Referring expression pointing data
* * * * *
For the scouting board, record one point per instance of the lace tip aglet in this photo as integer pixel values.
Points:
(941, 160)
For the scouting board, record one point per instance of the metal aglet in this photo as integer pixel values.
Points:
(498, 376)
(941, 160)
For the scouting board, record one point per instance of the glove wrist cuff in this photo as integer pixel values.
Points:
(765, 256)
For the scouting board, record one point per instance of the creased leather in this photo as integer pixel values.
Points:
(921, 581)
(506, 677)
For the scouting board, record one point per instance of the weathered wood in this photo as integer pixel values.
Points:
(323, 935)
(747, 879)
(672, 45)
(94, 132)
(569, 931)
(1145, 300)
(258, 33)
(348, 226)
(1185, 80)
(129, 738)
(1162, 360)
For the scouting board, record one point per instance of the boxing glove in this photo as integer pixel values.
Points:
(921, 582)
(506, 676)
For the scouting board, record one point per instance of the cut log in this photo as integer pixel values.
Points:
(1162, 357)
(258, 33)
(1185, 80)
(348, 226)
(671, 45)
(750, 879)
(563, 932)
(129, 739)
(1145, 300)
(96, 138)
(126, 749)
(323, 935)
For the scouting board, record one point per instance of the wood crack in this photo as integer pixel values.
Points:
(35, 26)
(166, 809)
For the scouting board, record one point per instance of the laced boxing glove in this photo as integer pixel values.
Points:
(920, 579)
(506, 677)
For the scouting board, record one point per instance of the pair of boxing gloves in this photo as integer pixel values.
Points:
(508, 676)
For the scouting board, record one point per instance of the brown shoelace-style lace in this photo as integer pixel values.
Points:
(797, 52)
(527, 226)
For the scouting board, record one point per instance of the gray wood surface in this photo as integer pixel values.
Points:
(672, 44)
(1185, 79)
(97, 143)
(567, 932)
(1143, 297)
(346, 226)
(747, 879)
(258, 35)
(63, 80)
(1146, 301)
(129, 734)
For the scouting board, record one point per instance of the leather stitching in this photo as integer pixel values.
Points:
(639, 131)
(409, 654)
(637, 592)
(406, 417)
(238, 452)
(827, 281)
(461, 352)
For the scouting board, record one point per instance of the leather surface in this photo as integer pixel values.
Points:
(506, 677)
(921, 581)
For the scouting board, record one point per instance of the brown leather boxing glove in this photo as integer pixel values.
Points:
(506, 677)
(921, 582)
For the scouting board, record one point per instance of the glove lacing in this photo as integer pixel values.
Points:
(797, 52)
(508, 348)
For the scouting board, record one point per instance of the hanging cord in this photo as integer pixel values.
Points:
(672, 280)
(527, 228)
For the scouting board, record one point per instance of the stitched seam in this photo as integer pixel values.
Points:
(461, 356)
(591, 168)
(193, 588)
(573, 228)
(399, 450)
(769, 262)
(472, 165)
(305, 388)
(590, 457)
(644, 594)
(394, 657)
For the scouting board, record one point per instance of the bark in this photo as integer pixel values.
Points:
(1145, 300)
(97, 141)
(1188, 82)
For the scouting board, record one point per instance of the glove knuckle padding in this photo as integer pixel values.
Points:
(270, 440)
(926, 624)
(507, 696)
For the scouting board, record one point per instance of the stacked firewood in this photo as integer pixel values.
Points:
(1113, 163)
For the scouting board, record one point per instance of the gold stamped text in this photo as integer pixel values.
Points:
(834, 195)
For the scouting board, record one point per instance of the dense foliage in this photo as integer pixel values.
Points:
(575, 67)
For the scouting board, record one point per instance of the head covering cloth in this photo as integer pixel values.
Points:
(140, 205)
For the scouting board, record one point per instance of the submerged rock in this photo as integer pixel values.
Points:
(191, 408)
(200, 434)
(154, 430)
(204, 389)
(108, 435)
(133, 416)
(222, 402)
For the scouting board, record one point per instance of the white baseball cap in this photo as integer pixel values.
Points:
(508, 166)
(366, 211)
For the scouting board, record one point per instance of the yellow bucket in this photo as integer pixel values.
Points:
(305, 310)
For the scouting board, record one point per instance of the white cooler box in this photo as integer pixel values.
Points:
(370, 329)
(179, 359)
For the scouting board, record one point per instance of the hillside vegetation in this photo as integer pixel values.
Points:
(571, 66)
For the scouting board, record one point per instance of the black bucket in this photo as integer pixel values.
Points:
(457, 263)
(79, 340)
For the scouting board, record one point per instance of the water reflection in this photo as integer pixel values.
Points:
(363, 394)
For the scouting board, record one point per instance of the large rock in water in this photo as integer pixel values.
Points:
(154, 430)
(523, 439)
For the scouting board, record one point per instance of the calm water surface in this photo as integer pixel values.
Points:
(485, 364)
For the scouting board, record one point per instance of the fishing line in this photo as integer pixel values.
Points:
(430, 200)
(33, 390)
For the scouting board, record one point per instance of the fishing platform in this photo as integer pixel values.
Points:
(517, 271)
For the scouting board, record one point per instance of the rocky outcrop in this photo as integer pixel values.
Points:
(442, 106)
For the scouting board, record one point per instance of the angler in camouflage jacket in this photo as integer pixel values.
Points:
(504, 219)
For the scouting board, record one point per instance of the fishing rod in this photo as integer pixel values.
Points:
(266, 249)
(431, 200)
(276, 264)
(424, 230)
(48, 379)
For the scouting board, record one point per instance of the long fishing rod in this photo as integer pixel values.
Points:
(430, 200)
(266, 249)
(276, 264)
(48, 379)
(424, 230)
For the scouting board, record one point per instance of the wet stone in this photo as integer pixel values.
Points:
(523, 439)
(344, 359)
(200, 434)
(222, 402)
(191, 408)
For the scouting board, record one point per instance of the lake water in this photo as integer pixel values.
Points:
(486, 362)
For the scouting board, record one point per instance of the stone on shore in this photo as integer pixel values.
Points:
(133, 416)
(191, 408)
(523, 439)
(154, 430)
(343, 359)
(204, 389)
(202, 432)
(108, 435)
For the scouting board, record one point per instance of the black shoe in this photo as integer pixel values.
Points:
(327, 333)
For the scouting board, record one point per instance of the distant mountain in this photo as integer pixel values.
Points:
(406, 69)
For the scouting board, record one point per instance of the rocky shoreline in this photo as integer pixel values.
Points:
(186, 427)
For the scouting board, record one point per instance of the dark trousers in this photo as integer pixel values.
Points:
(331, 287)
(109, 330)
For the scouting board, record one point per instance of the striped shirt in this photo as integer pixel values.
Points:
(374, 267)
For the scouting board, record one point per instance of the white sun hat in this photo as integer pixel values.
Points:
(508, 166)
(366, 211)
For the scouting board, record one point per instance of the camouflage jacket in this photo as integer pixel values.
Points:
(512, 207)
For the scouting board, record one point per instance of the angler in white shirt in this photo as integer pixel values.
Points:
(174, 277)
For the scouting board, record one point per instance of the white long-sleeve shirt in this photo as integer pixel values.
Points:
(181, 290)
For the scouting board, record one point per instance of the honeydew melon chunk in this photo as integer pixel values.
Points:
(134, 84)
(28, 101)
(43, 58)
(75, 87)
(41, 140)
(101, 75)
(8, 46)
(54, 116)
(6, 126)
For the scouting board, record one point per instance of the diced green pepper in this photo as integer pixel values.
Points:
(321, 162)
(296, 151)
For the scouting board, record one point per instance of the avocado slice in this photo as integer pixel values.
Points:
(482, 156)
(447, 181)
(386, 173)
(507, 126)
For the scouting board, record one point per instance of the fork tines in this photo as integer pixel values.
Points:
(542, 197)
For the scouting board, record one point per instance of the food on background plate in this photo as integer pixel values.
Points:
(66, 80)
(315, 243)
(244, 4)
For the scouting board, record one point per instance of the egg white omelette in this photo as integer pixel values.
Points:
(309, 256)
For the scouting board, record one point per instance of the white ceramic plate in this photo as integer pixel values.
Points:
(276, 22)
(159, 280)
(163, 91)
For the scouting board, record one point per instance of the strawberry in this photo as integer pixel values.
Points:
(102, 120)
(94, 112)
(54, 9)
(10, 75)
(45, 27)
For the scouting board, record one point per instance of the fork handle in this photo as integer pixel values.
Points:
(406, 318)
* * * * *
### Aim of the exercise
Transcribe each record shown above, exactly.

### Answer for this exercise
For the scouting board, record one point per instance of the lace tip aglet in this photo as integer pixel values.
Points:
(941, 160)
For the scouting board, record one point per instance of the metal aglet in this photo as integer pixel values.
Points:
(498, 376)
(941, 160)
For the scouting board, record one point per instance of the glove wrist cuff in this photo as integer pixel values.
Points:
(765, 256)
For the scouting board, record one point per instance of the creased leather in this photo as integer pixel values.
Points:
(921, 581)
(506, 677)
For the scouting board, record one point per instance of the weathered wood in this photo as integer pixel values.
Points:
(323, 935)
(747, 879)
(672, 45)
(94, 132)
(569, 931)
(1145, 300)
(258, 33)
(348, 226)
(1185, 80)
(129, 738)
(1162, 360)
For the scouting board, record one point per instance of the boxing glove in this photo as integer pixel values.
Points:
(921, 582)
(506, 676)
For the scouting board, record one point per instance of the cut log in this photo as integer pixel values.
Points:
(1162, 357)
(258, 33)
(1185, 80)
(348, 226)
(671, 45)
(750, 879)
(563, 932)
(129, 739)
(1145, 300)
(96, 138)
(126, 749)
(323, 935)
For the scouting board, record one point per instance of the wood crack in this photo as integer pixel values.
Points:
(35, 26)
(166, 809)
For the scouting board, record one point per instance of the laced boxing glove in this photo as integer pixel values.
Points:
(920, 579)
(506, 677)
For the scouting board, record one point per instance of the pair of boxing gloves in this photo as integer pixel values.
Points:
(508, 676)
For the scouting board, record one point per instance of the brown shoelace-style lace in this photo as integer pixel values.
Points:
(797, 52)
(527, 226)
For the scouting board, record one point per instance of the gray wood surface in this photo as integer pixel values.
Points:
(672, 44)
(1185, 79)
(97, 143)
(567, 932)
(1143, 297)
(346, 226)
(747, 879)
(258, 35)
(63, 80)
(1146, 301)
(129, 734)
For the scouting board, record one point per instance of the leather stitching in this photo as integer pixel values.
Points:
(639, 131)
(409, 654)
(637, 592)
(406, 417)
(238, 452)
(827, 281)
(461, 352)
For the scouting board, record one point per instance of the leather surface in this photo as integer pixel values.
Points:
(506, 677)
(921, 581)
For the scouting board, record one point per instance of the brown leather boxing glove in this photo as integer pixel values.
Points:
(506, 677)
(921, 582)
For the scouting board, record one point per instance of the glove lacing in this photo as integer pixel values.
Points:
(797, 52)
(508, 348)
For the scouting board, record one point per instance of the hanging cord in this photo as integer pixel values.
Points:
(672, 280)
(527, 228)
For the scouting board, record one point per instance of the stitched seam in this photo as integer pixel values.
Points:
(461, 356)
(591, 168)
(193, 588)
(573, 228)
(399, 450)
(769, 262)
(472, 165)
(305, 388)
(590, 457)
(644, 594)
(394, 657)
For the scouting board, record one point per instance of the bark in this photo as integer pixel values.
Points:
(1145, 300)
(97, 141)
(1188, 82)
For the scouting board, record one point per instance of the glove knuckle padding in this photo as integer pixel values.
Points:
(270, 440)
(926, 624)
(507, 696)
For the scouting board, record one point per instance of the stacked firewood in this photo as integer pixel values.
Points:
(1113, 163)
For the scouting board, record one point per instance of the gold stamped text in this photo as integer pixel values.
Points:
(834, 195)
For the scouting board, record one point per instance of the dense foliage in this photo as integer pixel values.
Points:
(575, 67)
For the scouting board, record one point per instance of the head covering cloth in this photo as integer pixel values.
Points:
(140, 205)
For the scouting board, record one point per instance of the submerged rock in this photo as integer pixel values.
Points:
(191, 408)
(200, 434)
(154, 430)
(204, 389)
(108, 435)
(133, 416)
(222, 402)
For the scouting board, record one point per instance of the white baseball cap in this photo as integer pixel values.
Points:
(508, 166)
(366, 211)
For the scouting board, record one point per instance of the yellow bucket in this photo as integer pixel values.
Points:
(305, 310)
For the scouting board, record one point per instance of the white cooler box in this photo as integer pixel values.
Points:
(370, 329)
(179, 359)
For the scouting board, record one point per instance of the hillside vegetation in this photo as integer pixel values.
Points:
(571, 66)
For the scouting board, record one point per instance of the black bucket in this photo as integer pixel values.
Points:
(457, 263)
(79, 340)
For the scouting board, record one point per instance of the water reflection in this photo as integer pixel values.
Points:
(363, 394)
For the scouting board, record one point per instance of the large rock in water in this photo as integer pixel values.
Points:
(154, 430)
(523, 439)
For the scouting board, record one point per instance of the calm water surface in this photo as integer pixel values.
Points:
(485, 364)
For the scouting board, record one point per instance of the fishing line in this photo as integer pixel values.
Points:
(430, 200)
(33, 390)
For the scouting board, record one point per instance of the fishing platform in this photo as integer pixel values.
Points:
(517, 271)
For the scouting board, record one point per instance of the rocky outcrop in this photo as integer pixel values.
Points:
(442, 106)
For the scouting board, record one point per instance of the angler in camouflage jacket in this photo as integer pixel values.
Points:
(504, 219)
For the scouting board, record one point per instance of the fishing rod in this photo as integer pixel values.
Points:
(266, 249)
(431, 200)
(276, 264)
(424, 230)
(48, 379)
For the scouting board, record one point per instance of the long fishing rod in this photo as integer pixel values.
Points:
(430, 200)
(266, 249)
(276, 264)
(48, 379)
(424, 230)
For the scouting board, record one point per instance of the wet stone in this photo as integer pixel values.
Points:
(523, 439)
(344, 359)
(200, 434)
(222, 402)
(191, 408)
For the scouting board, record one point per instance of the lake water in this photo as integer pixel values.
Points:
(486, 362)
For the scouting board, record one point per instance of the stone on shore in this photo as integer pixel values.
Points:
(133, 416)
(191, 408)
(523, 439)
(154, 430)
(343, 359)
(204, 389)
(202, 432)
(108, 435)
For the scouting board, record one point per instance of the black shoe in this photo as integer pixel values.
Points:
(327, 333)
For the scouting board, record one point per instance of the distant mountain in this photo as integer pixel values.
Points:
(406, 69)
For the scouting board, record one point per instance of the rocky shoreline in this photo as integer pixel values.
Points:
(186, 427)
For the scouting board, record one point per instance of the dark trousers in this photo as integer pixel values.
Points:
(331, 287)
(109, 330)
For the scouting board, record one point per instance of the striped shirt in this photo as integer pixel values.
Points:
(374, 267)
For the scouting board, record one point per instance of the white sun hat in this photo as integer pixel values.
Points:
(508, 166)
(366, 211)
For the scouting board, record one point per instance of the camouflage jacket in this photo as integer pixel values.
Points:
(512, 207)
For the scouting board, record one point per instance of the angler in white shirt in this photo as integer pixel values.
Points:
(174, 277)
For the scouting board, record one point per instance of the white long-sleeve shirt in this photo as integer pixel values.
Points:
(181, 290)
For the scouting board, record one point per instance of the honeydew melon chunk in this photo as integer pixel values.
Points:
(134, 84)
(28, 101)
(43, 58)
(75, 87)
(41, 140)
(101, 75)
(8, 46)
(54, 116)
(6, 126)
For the scouting board, record one point per instance of the diced green pepper in this photo as integer pixel values.
Points:
(321, 162)
(296, 151)
For the scouting board, record one point per instance of the avocado slice in this photo as integer pixel values.
Points:
(482, 156)
(447, 181)
(386, 173)
(507, 126)
For the scouting board, record one point per instance of the fork tines in this photo as integer pixel values.
Points:
(542, 197)
For the scouting board, record one point per instance of the food on background plate in this photo as integer pixel values.
Points:
(66, 80)
(315, 243)
(244, 4)
For the scouting board, record one point per instance of the egg white omelette in this photo as integer pixel values.
Points:
(309, 256)
For the scouting board, record one point per instance of the white ceramic plate in this photo as integer pixel values.
Points:
(276, 22)
(159, 280)
(163, 91)
For the scouting board, record one point per instance of the strawberry in this photo as integer pixel values.
Points:
(102, 120)
(94, 112)
(54, 9)
(10, 75)
(45, 27)
For the scouting board, record one point per instance of the fork handle in this photo as integer pixel values.
Points:
(406, 318)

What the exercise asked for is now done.